▶ [DATA SUPPLIED]:
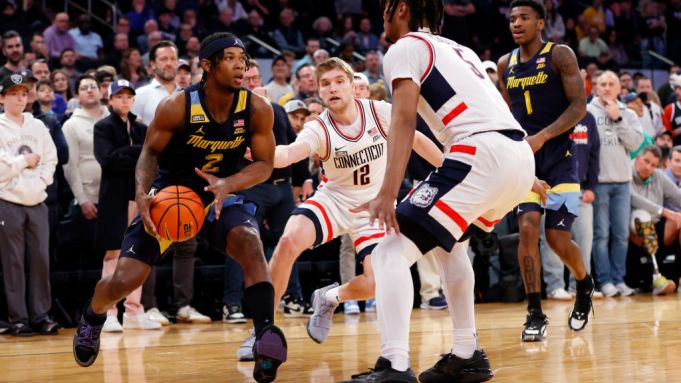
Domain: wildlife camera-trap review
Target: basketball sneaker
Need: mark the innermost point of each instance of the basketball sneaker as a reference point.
(270, 352)
(86, 343)
(245, 351)
(383, 373)
(319, 324)
(579, 316)
(451, 368)
(535, 327)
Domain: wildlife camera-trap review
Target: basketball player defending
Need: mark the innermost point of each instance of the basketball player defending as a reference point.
(350, 137)
(207, 126)
(542, 84)
(487, 170)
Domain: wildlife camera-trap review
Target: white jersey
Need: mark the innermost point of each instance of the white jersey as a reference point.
(353, 157)
(457, 98)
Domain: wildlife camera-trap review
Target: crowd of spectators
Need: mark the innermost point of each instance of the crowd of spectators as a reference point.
(71, 63)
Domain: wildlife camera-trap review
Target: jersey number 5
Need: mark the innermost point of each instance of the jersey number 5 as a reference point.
(212, 159)
(361, 175)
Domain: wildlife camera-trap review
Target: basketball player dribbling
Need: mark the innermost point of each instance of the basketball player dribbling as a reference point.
(196, 139)
(543, 87)
(487, 170)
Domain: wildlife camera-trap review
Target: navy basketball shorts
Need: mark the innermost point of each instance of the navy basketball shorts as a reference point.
(140, 245)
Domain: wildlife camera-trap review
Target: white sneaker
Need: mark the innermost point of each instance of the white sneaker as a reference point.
(560, 294)
(189, 314)
(112, 325)
(625, 290)
(139, 322)
(156, 316)
(609, 290)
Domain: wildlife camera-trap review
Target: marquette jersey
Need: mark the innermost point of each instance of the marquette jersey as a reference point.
(537, 100)
(205, 144)
(457, 98)
(354, 157)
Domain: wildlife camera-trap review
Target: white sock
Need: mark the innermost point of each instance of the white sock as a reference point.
(458, 282)
(331, 295)
(391, 260)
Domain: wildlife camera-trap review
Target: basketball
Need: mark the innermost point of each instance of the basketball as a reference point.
(177, 212)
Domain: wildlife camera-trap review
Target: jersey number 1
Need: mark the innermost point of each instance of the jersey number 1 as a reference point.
(361, 175)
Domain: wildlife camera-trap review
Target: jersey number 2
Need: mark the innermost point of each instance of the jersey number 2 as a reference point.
(361, 175)
(212, 159)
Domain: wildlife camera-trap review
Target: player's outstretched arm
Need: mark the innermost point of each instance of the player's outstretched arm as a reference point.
(168, 118)
(564, 61)
(285, 155)
(427, 149)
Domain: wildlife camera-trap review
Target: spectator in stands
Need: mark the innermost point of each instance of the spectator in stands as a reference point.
(279, 85)
(143, 40)
(27, 162)
(120, 44)
(118, 140)
(586, 149)
(62, 91)
(57, 36)
(650, 190)
(372, 64)
(82, 172)
(38, 45)
(138, 15)
(183, 78)
(651, 30)
(554, 27)
(88, 44)
(13, 50)
(672, 112)
(132, 68)
(287, 36)
(620, 132)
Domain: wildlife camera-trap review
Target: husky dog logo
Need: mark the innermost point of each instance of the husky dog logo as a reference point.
(423, 196)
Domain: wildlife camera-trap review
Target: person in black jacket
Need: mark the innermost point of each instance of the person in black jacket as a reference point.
(118, 141)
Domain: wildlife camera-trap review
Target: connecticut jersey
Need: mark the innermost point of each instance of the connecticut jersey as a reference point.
(457, 98)
(353, 157)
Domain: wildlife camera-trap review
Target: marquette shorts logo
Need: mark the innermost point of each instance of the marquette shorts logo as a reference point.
(423, 196)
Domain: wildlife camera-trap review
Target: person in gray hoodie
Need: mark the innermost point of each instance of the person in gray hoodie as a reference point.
(28, 158)
(620, 132)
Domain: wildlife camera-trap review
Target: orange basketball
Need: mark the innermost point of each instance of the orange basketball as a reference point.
(177, 212)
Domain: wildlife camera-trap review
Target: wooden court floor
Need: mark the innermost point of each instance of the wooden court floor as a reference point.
(631, 340)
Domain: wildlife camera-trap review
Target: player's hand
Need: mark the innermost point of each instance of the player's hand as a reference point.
(541, 187)
(612, 109)
(32, 160)
(307, 189)
(89, 210)
(381, 208)
(144, 201)
(588, 196)
(218, 186)
(536, 142)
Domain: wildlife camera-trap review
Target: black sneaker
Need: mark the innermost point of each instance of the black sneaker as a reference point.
(535, 327)
(451, 368)
(21, 328)
(383, 372)
(232, 314)
(86, 343)
(269, 352)
(579, 316)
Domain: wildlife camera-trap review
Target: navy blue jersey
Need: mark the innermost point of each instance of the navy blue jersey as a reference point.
(215, 148)
(537, 100)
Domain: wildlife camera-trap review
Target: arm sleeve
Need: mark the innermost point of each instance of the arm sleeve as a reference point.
(629, 130)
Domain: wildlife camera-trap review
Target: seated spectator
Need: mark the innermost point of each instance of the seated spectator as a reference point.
(287, 35)
(27, 161)
(650, 190)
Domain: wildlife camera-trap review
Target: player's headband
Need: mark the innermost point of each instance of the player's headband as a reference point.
(218, 45)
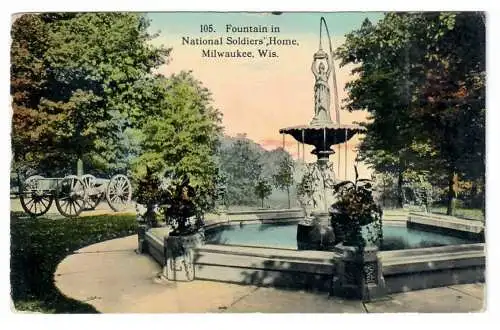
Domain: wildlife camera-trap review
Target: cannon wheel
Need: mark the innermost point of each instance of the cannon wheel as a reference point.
(118, 192)
(70, 196)
(34, 202)
(92, 199)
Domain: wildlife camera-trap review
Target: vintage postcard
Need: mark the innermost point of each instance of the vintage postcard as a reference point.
(241, 162)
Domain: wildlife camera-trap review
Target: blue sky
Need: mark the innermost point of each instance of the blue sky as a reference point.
(339, 23)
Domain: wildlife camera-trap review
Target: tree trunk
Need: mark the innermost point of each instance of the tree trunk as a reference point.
(400, 187)
(452, 192)
(288, 194)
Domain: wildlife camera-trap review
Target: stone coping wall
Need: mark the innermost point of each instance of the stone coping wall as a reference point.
(403, 270)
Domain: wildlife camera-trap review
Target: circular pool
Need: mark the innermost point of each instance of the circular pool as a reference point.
(283, 236)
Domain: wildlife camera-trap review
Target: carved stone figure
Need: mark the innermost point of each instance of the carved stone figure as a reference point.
(321, 87)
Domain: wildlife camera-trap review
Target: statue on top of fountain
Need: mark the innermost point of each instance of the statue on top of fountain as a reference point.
(321, 88)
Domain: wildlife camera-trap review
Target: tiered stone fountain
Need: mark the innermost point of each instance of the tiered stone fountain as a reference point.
(315, 231)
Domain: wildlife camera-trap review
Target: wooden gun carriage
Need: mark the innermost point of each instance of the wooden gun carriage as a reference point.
(74, 194)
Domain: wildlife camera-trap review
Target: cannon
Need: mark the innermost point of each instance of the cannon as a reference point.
(73, 194)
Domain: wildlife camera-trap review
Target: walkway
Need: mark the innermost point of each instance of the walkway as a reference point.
(114, 279)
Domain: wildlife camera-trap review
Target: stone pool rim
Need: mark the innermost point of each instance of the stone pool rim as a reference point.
(404, 270)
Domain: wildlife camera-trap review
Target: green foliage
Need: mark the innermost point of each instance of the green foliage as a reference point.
(353, 209)
(38, 245)
(180, 136)
(240, 161)
(263, 189)
(76, 79)
(421, 76)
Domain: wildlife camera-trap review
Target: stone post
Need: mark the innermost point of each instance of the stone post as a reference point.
(357, 275)
(179, 256)
(142, 246)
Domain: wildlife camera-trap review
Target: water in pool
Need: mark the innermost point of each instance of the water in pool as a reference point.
(284, 236)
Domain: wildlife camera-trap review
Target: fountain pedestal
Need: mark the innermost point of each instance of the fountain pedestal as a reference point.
(358, 275)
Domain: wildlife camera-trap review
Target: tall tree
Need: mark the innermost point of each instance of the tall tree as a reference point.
(180, 135)
(421, 78)
(241, 162)
(77, 86)
(263, 189)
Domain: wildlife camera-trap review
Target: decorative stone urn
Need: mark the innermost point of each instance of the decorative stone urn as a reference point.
(179, 256)
(358, 275)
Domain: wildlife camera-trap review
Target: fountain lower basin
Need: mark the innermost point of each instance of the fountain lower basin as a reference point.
(459, 259)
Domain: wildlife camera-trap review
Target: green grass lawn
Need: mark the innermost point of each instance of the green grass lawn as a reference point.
(39, 245)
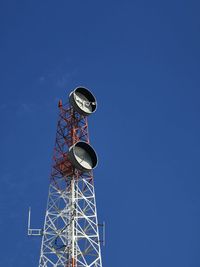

▶ [TASK REQUIREMENTS]:
Pull out every line of the material above that contains the word "connecticut", and copy each one in full.

▶ [FINISHED ANSWER]:
Target: connecticut jersey
Need: mark the innermost point of each instance of the connecticut jersey as a reference point.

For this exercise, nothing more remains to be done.